The task:
Can you transcribe every entry word for word, skipping the images?

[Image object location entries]
* * *

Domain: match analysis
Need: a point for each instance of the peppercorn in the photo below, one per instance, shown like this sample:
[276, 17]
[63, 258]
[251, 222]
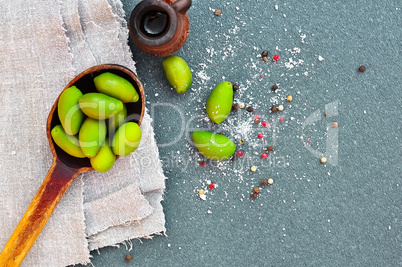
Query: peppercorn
[235, 107]
[129, 257]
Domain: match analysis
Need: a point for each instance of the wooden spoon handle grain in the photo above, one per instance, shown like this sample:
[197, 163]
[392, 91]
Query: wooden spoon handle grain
[49, 194]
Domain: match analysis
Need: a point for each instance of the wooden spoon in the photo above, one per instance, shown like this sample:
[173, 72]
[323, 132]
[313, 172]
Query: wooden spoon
[64, 168]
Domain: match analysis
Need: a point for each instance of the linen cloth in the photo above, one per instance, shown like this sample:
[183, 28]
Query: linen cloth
[43, 45]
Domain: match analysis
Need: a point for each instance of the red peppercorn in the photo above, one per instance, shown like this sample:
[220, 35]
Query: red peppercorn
[128, 257]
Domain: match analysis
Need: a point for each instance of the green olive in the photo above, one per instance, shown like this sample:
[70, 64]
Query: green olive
[178, 73]
[219, 103]
[126, 139]
[70, 115]
[68, 143]
[116, 86]
[117, 120]
[92, 135]
[213, 146]
[99, 106]
[104, 160]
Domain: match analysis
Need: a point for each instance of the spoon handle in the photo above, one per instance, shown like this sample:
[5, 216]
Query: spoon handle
[49, 194]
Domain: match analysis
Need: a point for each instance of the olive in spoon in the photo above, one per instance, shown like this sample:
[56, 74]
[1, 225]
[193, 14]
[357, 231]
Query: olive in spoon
[63, 169]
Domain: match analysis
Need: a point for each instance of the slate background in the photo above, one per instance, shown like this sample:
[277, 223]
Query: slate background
[314, 214]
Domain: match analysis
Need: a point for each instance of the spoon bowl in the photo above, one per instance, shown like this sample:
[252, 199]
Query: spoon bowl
[64, 167]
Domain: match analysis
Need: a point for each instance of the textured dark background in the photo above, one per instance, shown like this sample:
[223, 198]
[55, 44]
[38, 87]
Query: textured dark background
[344, 214]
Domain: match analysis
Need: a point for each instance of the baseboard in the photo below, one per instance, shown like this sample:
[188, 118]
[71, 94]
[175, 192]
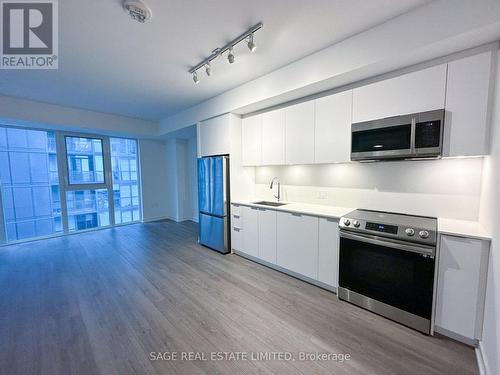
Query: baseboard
[156, 219]
[455, 336]
[482, 362]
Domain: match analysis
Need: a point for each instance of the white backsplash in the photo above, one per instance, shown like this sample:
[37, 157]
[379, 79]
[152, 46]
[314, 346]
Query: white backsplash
[444, 188]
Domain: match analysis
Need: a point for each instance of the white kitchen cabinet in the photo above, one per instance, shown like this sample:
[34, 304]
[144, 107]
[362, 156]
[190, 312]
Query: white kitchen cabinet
[273, 137]
[250, 221]
[419, 91]
[328, 251]
[236, 228]
[297, 243]
[461, 286]
[215, 136]
[467, 100]
[299, 133]
[333, 128]
[251, 140]
[267, 235]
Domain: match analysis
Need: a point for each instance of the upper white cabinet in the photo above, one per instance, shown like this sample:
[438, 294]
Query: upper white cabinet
[333, 128]
[251, 136]
[273, 137]
[467, 99]
[215, 136]
[328, 251]
[267, 235]
[419, 91]
[299, 133]
[297, 243]
[461, 285]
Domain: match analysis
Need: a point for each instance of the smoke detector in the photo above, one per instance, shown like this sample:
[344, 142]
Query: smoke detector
[137, 10]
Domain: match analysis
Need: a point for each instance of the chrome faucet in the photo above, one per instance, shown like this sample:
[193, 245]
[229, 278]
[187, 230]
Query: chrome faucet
[279, 185]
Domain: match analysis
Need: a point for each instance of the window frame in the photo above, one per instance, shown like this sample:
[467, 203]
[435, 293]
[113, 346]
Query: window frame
[65, 185]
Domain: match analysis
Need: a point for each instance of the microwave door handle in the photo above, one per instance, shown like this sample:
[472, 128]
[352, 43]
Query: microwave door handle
[426, 250]
[413, 134]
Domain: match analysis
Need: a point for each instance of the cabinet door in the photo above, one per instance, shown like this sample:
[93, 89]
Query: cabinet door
[333, 128]
[419, 91]
[467, 96]
[297, 247]
[215, 136]
[267, 235]
[251, 140]
[273, 137]
[236, 228]
[328, 251]
[461, 285]
[250, 216]
[299, 137]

* * *

Solution:
Domain: match analysis
Need: a point for each instance of the peppercorn in the photo below, one per instance, shown like this sample:
[276, 17]
[63, 258]
[251, 222]
Query: peppercorn
[235, 107]
[129, 257]
Domain: match analysis
Need: a point for each instance of the wooden spoon handle grain in the photo above, one per instance, shown like this sample:
[197, 163]
[392, 91]
Query: wooden spoon handle grain
[49, 194]
Domain: match analysis
Need: a point for each instance of the wooden spoon in the photo above, one per instance, shown like this sample:
[173, 72]
[323, 132]
[313, 172]
Query: wooden spoon
[64, 168]
Domain: match analysis
Need: a point for each instance of the linen cloth in the photo above, one per instance, shown like this sample:
[183, 28]
Query: linen cloth
[43, 45]
Domain: match analysis
Need: a point for each instance of the red peppercorn in the photo above, one per instance, shown like this sample:
[220, 35]
Query: red peppercorn
[128, 257]
Domain: match analysis
Need: a point for each instance of the green olive in the photo above, one per instance, shown like this sample:
[70, 64]
Query: green olive
[178, 73]
[219, 103]
[126, 139]
[70, 115]
[68, 143]
[116, 86]
[117, 120]
[92, 135]
[213, 146]
[99, 106]
[104, 160]
Domain: match analysis
Need: a point for each instance of the spoon handle in the photo above, one per instance, shown like this sample:
[5, 216]
Query: spoon handle
[49, 194]
Domain: match analysis
Need: a point for each instance of the olive in spoon in the photo above, one per instance, shown like this sample:
[56, 74]
[1, 225]
[193, 14]
[357, 231]
Query: olive in spoon
[63, 169]
Domain: match analysis
Need: a point for each instance of the slate background in the photo above, one per instance, shown like this sample:
[277, 223]
Query: slate background
[314, 214]
Domain: match analysis
Need: a point for each instance of the spoon bowl in the photo above, one per instance, shown like this sample:
[252, 199]
Query: spoon bowl
[64, 167]
Domain: match analysis
Need: a point for each instance of the textured dark background in the photo above, one per instance, shown like this sample:
[223, 198]
[55, 44]
[38, 87]
Query: textured dark background
[344, 214]
Domain: match analysis
Need: a point for each instance of the baseboard in the photo below, one per instance, shown like this sample:
[188, 118]
[71, 94]
[175, 192]
Query: baseboard
[156, 219]
[455, 336]
[482, 362]
Domain: match analysis
Need: a point for each instance of the white backsplash in the photo above, one per instance, shown like this sample:
[37, 157]
[379, 79]
[152, 46]
[314, 346]
Query: white backsplash
[444, 188]
Domain: match analysis
Need: a point for each instance of the white kitchen cabinet in the photo above, one per instance, shown like this sample:
[34, 304]
[144, 107]
[362, 156]
[190, 312]
Query: white kitchen cabinet
[273, 137]
[250, 221]
[419, 91]
[328, 251]
[236, 228]
[297, 243]
[461, 286]
[215, 136]
[467, 100]
[299, 133]
[333, 128]
[251, 140]
[267, 235]
Domain: match analysis
Need: a point for each instance of the upper white cabinet in the photo above, one per instance, shown like this sample:
[438, 294]
Query: upper white cabinet
[333, 128]
[251, 136]
[273, 137]
[467, 99]
[215, 136]
[328, 251]
[267, 235]
[419, 91]
[299, 133]
[297, 243]
[461, 285]
Domain: match analysis
Need: a point for each instance of the smoke detector in the photo above, one per instance, shown like this sample:
[344, 142]
Query: smoke detector
[137, 10]
Domain: match analysis
Need: a point for each instance of the chrome faucet in the photo above, one per instance, shown like this sample:
[193, 245]
[229, 278]
[187, 230]
Query: chrome faucet
[279, 185]
Domain: match analysis
Need: a point for each instance of the window frame in the photo above, one per instance, shown like this sample:
[467, 203]
[435, 293]
[113, 346]
Query: window frame
[65, 185]
Domain: match analysis
Need: a point for each instance of the microwave door handle in the photo above, one per instance, shown like this sample:
[472, 128]
[352, 43]
Query: microwave door handle
[426, 250]
[413, 134]
Domain: match analysis
Need: a point for each instance of the cabinet door in the photo above, one per instance, shown like this sample:
[93, 89]
Query: cabinet door
[333, 128]
[419, 91]
[467, 96]
[297, 247]
[215, 136]
[267, 235]
[251, 140]
[273, 137]
[236, 228]
[328, 251]
[461, 285]
[250, 216]
[299, 137]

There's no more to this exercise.